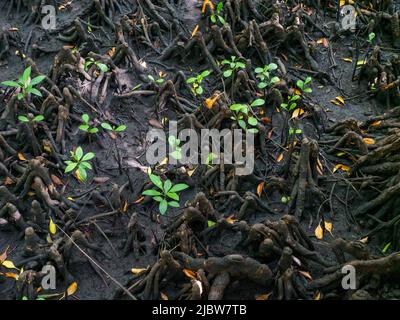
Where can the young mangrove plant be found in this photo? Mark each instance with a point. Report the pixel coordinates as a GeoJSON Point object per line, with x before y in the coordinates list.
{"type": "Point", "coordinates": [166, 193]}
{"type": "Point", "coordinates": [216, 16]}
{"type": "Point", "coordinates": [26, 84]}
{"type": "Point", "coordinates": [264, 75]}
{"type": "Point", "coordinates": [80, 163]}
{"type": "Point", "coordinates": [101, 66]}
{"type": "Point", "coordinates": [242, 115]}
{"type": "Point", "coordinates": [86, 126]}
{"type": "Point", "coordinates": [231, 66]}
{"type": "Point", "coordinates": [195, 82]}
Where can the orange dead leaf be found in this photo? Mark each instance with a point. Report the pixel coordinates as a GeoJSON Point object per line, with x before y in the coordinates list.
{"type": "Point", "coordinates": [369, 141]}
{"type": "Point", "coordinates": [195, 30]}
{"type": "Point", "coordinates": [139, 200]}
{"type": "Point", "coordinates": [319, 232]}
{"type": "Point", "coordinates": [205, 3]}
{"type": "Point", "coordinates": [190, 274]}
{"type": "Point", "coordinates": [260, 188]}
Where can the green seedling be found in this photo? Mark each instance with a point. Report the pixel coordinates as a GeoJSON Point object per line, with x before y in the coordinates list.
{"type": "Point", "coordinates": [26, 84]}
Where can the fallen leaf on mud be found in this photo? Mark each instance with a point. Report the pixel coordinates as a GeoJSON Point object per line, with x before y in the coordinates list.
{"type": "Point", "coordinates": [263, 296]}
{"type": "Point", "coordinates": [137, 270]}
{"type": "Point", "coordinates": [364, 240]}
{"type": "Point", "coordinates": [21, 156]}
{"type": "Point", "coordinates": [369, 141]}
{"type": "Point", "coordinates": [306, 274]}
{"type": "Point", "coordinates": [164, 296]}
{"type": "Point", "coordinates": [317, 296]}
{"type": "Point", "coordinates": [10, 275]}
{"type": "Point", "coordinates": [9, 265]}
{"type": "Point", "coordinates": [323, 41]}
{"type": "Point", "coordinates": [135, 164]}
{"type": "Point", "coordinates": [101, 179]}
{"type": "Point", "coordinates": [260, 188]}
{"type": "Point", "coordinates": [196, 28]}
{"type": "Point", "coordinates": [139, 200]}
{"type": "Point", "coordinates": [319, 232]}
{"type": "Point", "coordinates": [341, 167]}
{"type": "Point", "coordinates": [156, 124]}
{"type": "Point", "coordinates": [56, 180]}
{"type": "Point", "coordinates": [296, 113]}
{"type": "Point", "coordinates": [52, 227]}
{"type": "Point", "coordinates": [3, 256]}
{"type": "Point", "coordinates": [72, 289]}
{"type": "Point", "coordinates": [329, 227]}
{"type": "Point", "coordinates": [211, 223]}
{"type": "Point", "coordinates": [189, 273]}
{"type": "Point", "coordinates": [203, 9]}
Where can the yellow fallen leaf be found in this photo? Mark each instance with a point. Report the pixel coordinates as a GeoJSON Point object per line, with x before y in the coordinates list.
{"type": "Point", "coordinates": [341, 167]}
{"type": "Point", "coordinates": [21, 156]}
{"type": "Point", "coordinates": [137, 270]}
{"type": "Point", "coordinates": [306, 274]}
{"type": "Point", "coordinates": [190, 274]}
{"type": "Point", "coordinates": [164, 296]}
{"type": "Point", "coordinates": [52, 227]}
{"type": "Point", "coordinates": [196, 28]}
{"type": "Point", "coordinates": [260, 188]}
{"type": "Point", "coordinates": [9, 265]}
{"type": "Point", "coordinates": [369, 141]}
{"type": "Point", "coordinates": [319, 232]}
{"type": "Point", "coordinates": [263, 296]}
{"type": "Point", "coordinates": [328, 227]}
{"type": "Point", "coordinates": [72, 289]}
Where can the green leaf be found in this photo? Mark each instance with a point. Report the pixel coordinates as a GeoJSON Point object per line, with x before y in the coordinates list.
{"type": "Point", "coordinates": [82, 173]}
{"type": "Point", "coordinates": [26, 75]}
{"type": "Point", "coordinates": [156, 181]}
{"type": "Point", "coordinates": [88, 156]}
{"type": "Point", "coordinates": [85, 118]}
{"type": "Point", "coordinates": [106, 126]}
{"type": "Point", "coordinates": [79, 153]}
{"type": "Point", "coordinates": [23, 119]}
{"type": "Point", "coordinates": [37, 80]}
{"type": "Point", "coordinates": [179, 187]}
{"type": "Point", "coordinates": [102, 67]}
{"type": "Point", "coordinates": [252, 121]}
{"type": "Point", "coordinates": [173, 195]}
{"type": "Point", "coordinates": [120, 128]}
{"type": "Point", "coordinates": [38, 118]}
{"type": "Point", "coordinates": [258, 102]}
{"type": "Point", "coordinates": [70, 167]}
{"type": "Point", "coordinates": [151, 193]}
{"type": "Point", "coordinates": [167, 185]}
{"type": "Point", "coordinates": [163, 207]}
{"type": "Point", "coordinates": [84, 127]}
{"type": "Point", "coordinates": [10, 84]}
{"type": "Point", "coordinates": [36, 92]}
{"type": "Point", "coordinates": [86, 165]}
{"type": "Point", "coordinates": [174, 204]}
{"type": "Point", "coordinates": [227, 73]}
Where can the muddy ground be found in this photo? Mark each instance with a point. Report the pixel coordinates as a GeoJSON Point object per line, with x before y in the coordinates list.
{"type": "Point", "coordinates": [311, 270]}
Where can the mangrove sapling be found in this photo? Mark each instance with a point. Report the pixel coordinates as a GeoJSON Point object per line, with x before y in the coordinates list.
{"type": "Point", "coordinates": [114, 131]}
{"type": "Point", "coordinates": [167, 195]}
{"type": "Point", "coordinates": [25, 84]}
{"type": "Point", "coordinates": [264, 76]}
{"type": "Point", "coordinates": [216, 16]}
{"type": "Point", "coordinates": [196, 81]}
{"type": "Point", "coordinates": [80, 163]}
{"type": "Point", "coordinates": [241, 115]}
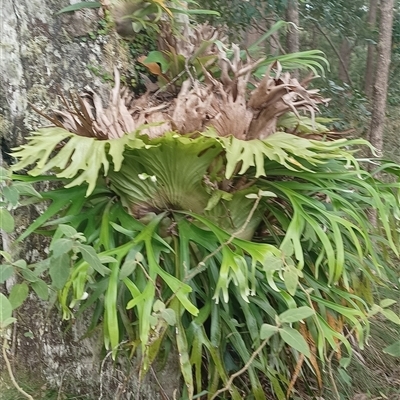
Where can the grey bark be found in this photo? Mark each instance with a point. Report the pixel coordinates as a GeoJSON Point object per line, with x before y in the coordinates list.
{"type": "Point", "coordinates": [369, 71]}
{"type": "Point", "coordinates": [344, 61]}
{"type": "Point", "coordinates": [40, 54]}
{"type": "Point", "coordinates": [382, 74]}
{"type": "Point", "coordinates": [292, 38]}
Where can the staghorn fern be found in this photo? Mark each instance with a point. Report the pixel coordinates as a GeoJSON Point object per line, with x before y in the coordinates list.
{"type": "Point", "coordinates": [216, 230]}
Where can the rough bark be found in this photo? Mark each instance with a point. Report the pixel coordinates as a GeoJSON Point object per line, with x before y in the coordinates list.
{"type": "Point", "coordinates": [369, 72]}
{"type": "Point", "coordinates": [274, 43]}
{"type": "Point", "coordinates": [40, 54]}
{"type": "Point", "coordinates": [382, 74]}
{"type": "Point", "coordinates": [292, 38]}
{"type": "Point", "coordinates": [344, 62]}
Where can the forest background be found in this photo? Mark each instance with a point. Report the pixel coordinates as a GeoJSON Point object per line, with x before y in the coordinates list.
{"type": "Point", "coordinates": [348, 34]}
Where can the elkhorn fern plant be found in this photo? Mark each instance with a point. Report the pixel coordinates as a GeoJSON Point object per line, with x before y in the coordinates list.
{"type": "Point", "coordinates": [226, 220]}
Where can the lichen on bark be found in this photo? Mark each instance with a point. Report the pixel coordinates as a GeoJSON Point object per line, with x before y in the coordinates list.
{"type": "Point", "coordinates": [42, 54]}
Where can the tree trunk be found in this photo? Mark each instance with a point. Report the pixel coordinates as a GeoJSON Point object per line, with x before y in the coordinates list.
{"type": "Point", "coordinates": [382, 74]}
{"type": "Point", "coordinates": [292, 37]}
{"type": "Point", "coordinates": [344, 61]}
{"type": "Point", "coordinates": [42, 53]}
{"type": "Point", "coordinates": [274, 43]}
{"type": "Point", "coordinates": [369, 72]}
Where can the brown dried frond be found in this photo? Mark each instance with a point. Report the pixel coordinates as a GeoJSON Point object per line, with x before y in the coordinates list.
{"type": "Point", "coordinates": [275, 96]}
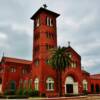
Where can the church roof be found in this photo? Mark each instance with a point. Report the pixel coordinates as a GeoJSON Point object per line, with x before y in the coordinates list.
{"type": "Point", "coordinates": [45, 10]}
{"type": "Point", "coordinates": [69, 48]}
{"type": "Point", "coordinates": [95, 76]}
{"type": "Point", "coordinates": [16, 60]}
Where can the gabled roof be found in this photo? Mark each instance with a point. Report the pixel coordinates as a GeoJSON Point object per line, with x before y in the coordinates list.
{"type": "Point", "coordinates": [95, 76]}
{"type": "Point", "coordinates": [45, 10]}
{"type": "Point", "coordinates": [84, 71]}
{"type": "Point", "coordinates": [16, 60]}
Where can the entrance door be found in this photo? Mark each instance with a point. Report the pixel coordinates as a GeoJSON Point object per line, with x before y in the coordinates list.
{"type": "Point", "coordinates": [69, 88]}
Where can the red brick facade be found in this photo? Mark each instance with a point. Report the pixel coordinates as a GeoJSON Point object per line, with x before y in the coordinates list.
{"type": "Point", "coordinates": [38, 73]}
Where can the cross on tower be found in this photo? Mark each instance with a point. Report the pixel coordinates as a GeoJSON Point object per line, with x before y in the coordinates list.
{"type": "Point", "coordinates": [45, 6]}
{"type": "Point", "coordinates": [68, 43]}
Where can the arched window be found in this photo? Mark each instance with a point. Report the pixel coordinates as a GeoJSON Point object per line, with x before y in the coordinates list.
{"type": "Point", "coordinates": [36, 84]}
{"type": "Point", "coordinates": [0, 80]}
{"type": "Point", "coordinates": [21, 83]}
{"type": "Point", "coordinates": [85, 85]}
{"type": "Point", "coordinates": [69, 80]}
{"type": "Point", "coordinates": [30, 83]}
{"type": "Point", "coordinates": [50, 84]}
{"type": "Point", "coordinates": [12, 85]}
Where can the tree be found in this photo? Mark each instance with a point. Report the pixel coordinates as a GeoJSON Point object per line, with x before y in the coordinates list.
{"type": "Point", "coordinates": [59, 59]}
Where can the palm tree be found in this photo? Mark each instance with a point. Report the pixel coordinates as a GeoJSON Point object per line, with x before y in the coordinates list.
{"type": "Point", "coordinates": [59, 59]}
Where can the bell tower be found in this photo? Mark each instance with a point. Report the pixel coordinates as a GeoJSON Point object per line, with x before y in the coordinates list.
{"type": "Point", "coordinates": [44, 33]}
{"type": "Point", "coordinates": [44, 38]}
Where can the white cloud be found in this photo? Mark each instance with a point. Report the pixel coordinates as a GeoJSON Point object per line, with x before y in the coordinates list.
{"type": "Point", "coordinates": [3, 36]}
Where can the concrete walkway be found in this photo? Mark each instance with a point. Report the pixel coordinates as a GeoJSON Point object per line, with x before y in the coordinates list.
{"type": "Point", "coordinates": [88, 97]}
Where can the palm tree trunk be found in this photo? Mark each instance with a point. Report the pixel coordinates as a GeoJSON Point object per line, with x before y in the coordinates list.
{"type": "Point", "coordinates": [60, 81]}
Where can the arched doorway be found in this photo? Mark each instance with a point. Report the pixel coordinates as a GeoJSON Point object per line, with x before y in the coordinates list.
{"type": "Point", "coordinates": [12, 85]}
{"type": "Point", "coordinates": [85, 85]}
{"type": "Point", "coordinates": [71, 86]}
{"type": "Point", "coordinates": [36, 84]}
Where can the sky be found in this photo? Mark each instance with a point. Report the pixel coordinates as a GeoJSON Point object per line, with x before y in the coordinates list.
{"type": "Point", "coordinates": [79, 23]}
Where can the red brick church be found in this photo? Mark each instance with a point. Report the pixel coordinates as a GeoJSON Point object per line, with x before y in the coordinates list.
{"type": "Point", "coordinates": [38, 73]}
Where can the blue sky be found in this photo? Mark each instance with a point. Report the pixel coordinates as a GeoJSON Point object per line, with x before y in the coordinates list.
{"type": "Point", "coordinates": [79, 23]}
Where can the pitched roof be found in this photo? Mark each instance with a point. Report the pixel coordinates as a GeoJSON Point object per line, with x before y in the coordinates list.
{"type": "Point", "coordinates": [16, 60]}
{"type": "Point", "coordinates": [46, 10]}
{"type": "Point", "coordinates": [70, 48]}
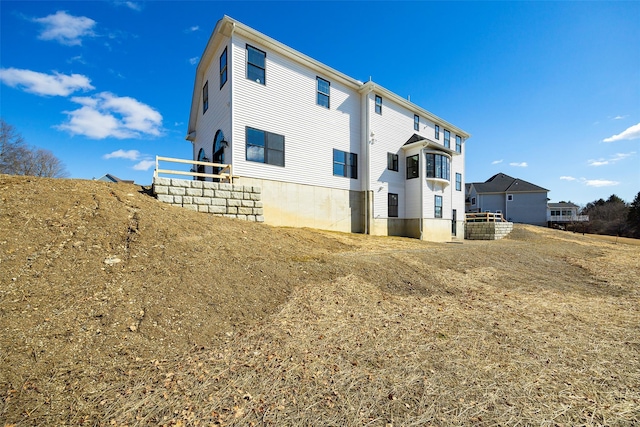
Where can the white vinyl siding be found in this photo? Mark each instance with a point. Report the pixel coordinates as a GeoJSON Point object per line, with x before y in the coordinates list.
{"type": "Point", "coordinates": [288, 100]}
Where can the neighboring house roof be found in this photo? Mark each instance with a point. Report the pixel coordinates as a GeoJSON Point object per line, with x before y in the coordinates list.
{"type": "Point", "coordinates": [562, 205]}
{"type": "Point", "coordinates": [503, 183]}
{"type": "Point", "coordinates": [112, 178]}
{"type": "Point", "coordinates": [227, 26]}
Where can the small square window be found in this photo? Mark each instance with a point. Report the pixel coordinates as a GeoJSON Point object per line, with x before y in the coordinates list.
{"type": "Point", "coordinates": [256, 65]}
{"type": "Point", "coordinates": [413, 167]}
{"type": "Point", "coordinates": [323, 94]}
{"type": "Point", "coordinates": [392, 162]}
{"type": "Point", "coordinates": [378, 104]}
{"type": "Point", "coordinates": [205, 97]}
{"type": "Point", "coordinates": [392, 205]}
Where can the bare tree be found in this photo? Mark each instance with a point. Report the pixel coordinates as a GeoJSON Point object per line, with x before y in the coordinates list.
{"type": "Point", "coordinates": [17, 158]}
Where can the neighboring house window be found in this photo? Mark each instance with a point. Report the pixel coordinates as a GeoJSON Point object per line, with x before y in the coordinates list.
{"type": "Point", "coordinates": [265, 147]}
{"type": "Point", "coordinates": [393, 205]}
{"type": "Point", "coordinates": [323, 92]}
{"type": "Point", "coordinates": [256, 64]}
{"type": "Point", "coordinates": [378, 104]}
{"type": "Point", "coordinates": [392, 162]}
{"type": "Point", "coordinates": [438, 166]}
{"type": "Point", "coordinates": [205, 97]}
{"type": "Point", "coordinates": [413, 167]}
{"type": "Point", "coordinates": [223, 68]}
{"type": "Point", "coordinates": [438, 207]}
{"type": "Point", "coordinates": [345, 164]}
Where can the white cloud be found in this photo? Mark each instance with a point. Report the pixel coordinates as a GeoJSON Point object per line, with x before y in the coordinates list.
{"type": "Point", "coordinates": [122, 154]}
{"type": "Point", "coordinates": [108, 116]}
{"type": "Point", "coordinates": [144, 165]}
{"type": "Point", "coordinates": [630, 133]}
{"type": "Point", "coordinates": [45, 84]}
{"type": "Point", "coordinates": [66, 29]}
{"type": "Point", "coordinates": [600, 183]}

_Requirement_. An exact copy is needed of the lines from the one containing "Where can the bare" through the end of the records.

_Answer space_.
Where can the bare tree be found in this photo? Mark each instance with a point. Report the pixel coordinates as a GeoJSON Point object per line, with x before y in the coordinates list.
{"type": "Point", "coordinates": [17, 158]}
Where can the neighboring house window be found in this photo? Mark each instance with a point. Report the pixel coordinates as a GeoJSON Point object per line, with x before y in the coordinates list.
{"type": "Point", "coordinates": [265, 147]}
{"type": "Point", "coordinates": [393, 205]}
{"type": "Point", "coordinates": [323, 92]}
{"type": "Point", "coordinates": [256, 64]}
{"type": "Point", "coordinates": [378, 104]}
{"type": "Point", "coordinates": [392, 162]}
{"type": "Point", "coordinates": [438, 166]}
{"type": "Point", "coordinates": [205, 97]}
{"type": "Point", "coordinates": [413, 167]}
{"type": "Point", "coordinates": [223, 68]}
{"type": "Point", "coordinates": [438, 207]}
{"type": "Point", "coordinates": [345, 164]}
Where can the white cloud be found in this photo? Mark each instance with a point. Report the pixel coordinates as a GeoJSON Point object per line, with x before y in the coordinates list.
{"type": "Point", "coordinates": [122, 154]}
{"type": "Point", "coordinates": [108, 116]}
{"type": "Point", "coordinates": [144, 165]}
{"type": "Point", "coordinates": [630, 133]}
{"type": "Point", "coordinates": [45, 84]}
{"type": "Point", "coordinates": [66, 29]}
{"type": "Point", "coordinates": [600, 183]}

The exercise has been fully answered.